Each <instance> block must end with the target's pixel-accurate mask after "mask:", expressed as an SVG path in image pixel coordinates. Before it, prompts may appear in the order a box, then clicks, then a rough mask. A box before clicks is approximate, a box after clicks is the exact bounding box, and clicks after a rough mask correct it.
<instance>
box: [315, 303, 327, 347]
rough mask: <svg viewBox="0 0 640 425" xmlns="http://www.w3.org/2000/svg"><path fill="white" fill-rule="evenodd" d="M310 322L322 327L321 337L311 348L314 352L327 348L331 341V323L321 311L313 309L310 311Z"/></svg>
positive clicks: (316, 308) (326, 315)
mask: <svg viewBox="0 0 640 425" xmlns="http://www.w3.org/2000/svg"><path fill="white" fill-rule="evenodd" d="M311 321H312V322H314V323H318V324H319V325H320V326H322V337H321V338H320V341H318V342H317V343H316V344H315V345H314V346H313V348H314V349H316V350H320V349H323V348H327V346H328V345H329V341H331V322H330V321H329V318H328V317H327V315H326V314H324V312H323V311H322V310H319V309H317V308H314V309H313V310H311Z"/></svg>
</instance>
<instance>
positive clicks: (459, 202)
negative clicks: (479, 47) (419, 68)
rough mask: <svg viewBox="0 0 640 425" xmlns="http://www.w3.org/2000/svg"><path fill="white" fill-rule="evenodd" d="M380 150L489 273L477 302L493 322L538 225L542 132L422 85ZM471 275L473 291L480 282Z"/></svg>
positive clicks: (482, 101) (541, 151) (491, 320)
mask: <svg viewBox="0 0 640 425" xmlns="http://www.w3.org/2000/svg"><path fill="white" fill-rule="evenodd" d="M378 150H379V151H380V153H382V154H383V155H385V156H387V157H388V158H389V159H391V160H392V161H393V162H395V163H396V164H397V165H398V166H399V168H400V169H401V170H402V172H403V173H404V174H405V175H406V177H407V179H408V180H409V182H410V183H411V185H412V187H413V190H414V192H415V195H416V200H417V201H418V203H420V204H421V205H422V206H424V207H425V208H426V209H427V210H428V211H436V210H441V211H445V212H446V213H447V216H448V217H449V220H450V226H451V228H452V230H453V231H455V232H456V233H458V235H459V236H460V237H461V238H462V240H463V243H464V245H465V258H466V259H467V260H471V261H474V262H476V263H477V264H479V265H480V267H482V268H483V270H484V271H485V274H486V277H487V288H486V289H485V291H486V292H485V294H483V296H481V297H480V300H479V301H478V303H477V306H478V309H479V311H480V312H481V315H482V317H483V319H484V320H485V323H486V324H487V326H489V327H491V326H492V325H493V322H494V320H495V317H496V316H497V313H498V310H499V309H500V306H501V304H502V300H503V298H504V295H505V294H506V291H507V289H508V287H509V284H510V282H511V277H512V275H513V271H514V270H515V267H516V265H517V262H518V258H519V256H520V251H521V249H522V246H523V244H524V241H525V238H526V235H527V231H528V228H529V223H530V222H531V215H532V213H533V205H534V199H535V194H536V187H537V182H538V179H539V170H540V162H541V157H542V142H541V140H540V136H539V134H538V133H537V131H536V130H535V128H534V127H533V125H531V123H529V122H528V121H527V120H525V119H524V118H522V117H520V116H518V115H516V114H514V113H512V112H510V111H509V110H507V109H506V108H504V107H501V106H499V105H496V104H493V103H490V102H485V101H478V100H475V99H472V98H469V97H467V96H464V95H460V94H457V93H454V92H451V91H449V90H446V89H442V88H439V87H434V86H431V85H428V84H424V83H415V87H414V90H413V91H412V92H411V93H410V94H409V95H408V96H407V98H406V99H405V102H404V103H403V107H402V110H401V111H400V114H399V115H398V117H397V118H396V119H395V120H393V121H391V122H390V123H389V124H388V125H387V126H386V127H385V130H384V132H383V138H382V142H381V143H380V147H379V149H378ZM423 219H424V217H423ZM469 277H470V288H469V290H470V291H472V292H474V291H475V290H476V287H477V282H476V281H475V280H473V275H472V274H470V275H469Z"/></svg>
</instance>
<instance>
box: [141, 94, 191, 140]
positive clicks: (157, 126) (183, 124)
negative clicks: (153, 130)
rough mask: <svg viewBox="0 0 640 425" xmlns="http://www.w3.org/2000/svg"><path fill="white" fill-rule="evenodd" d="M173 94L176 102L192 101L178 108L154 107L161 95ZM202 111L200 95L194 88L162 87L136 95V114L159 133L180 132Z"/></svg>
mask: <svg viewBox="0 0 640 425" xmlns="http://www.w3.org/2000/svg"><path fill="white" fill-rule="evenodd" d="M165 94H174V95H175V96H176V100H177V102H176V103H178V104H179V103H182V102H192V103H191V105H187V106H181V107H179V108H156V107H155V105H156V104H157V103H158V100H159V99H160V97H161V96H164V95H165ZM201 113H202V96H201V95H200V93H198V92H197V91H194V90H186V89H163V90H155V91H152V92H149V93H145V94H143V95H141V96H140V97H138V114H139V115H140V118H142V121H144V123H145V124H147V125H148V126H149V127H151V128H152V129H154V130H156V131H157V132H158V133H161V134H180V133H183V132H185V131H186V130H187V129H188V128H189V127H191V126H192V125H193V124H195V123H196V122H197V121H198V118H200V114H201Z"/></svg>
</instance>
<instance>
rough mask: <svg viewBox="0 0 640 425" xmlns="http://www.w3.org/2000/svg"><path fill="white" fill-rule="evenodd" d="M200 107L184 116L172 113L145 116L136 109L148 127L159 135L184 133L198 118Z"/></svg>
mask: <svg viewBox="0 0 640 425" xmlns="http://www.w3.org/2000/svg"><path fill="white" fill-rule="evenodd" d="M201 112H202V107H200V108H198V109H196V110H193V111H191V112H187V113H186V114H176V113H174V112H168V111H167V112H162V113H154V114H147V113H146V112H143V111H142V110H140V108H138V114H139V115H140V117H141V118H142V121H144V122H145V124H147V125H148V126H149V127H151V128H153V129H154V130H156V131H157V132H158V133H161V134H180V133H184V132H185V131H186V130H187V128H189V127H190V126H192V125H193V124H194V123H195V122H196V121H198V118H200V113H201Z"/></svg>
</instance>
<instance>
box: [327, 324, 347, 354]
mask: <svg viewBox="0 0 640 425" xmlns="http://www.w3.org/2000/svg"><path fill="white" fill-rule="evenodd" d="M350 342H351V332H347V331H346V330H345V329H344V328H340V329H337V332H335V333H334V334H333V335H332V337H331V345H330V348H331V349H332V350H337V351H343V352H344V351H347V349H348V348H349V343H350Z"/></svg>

---

**Directions**
How many lines of the material above contain the string "clicks", counting only matches with the same case? Reply with the number alone.

**Written solution**
7